(Document segment)

A huge number of contests are taking place across Great Britain on “Super Thursday” – May 6 – including some that were postponed from 2020 because of Covid-19.

Voters in Scotland and Wales will be choosing new parliaments.

In London there will be elections for the mayor and assembly, which were originally due to take place last year.

POLITICS Elections
(PA Graphics)

There is also a parliamentary by-election to choose a new MP for the seat of Hartlepool.

The scale of Super Thursday means that every voter in Great Britain will be able to take part in at least one type of poll, making it the biggest event of its kind outside a general election.

It will also be the first big electoral test for Sir Keir Starmer since he became Labour leader in April 2020, and for Prime Minister Boris Johnson since his general election victory in December 2019.

Time is short for people to register to vote in the elections, with the deadline less than two weeks away on April 19.

Registering can be done online at

For people wanting to use a postal vote, the deadline for applications in Scotland is today – April 6 – while in England and Wales it is April 20.

This year’s unusually large crop of elections comes after a period in which Covid-19 put the nation’s ballot boxes in storage.

Aside from a handful of council by-elections in recent months in Scotland and Wales, no polls have been held anywhere in the UK since March 2020 – a gap unprecedented in modern history.

Here is an overview of the elections taking place on May 6:

– In Scotland, the SNP will be hoping to remain in power in the Scottish Parliament for a fourth consecutive term, while the Tories will look to improve their position as the main opposition party. A strong performance by the SNP would boost leader Nicola Sturgeon’s campaign for a second independence referendum. A total of 129 members of the parliament will be elected.

– In Wales, voters will be choosing all 60 members of the Welsh Parliament, as well as commissioners for the nation’s four police forces. Labour will hope to retain parliamentary power, though either the Conservatives or Plaid Cymru could run them a close second. For the first time, 16 and 17-year-olds in Wales will be able to vote in the parliamentary elections.

(End Document segment)

Work order 1
In the text on the May 6 elections, how many members of the Welsh Parliament will voters choose?
Work order 2
Continue the text on the May 6 elections, picking up after its final sentence.

(Given entries)

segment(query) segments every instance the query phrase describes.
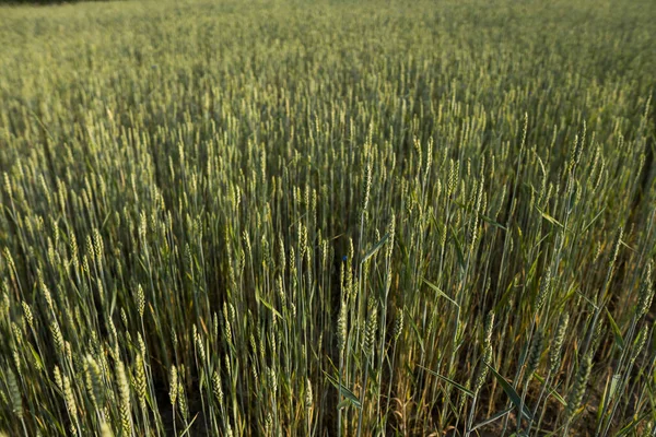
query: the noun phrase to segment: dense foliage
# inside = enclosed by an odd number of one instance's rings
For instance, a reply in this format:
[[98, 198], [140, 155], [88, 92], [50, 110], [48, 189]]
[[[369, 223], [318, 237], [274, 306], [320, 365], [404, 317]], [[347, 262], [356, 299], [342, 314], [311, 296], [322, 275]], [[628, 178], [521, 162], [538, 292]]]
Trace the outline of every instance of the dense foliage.
[[656, 433], [655, 19], [0, 8], [0, 429]]

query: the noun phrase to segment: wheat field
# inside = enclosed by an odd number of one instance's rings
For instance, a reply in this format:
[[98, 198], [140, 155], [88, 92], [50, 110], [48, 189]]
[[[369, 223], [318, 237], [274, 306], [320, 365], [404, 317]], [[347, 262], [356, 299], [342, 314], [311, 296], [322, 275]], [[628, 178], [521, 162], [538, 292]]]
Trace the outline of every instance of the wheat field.
[[655, 22], [0, 5], [0, 432], [656, 436]]

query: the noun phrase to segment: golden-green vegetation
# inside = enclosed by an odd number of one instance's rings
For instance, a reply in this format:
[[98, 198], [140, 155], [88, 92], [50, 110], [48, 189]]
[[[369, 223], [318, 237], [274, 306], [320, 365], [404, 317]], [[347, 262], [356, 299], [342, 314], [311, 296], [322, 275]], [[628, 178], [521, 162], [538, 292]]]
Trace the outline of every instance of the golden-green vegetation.
[[620, 3], [0, 8], [0, 430], [654, 435]]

(End Given entries)

Task answer 1
All 60 members.

Task answer 2
– Police and crime commissioners will be elected in all areas of England apart from London, Greater Manchester and West Yorkshire, where these powers are held by the directly elected mayor. It will be the third time such elections have taken place. A total of 35 commissioners will be chosen across England, a majority of whom are currently Conservatives.

– In London, Labour’s Sadiq Khan is running for a second term as mayor. His main challengers are Shaun Bailey (Conservative), Luisa Porritt (Liberal Democrats) and Sian Berry (Green). All 25 seats in the London Assembly are also up for grabs.

– Regional mayors, also known as combined authority mayors, will be elected for Cambridgeshire & Peterborough, Greater Manchester, the Liverpool City Region, Tees Valley, West Midlands, West of England and – for the first time – West Yorkshire. High-profile names seeking re-election include Andy Burnham (Labour) in Greater Manchester and Andy Street (Conservative) in the West Midlands.

– Five local mayors are also due to be elected on May 6, for the local authorities of Bristol, Doncaster, Liverpool, North Tyneside and Salford.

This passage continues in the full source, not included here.